Exercise prompt: Report every line below that contains the word "boat", copying each such line in full.

Exercise inputs:
_ _ _ _ _
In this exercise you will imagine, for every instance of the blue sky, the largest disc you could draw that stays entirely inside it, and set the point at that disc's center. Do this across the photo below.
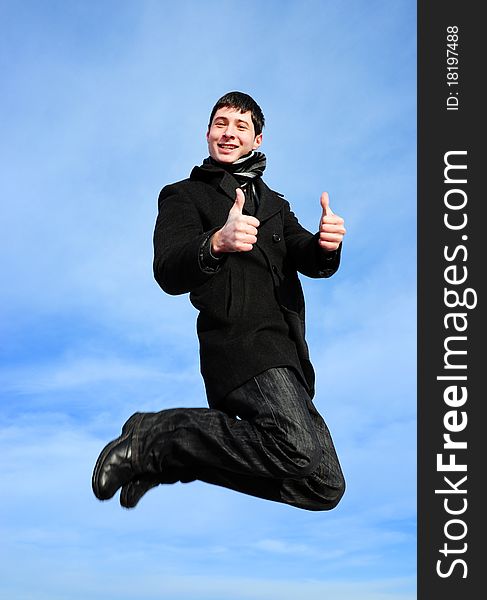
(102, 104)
_ _ _ _ _
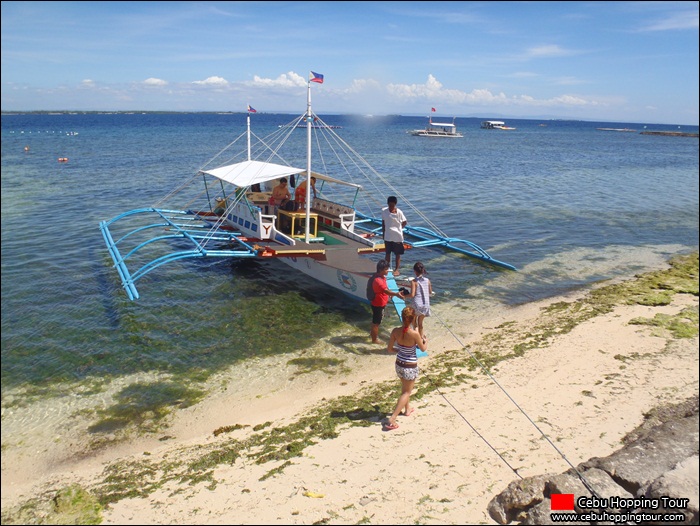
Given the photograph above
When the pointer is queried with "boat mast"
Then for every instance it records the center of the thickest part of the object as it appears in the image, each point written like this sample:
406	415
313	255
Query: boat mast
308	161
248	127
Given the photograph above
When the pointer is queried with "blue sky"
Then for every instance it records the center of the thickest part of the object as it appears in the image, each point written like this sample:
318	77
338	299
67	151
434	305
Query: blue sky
_ _ _ _ _
Solution below:
When the pointer is queried with "boat mast"
Query: boat mast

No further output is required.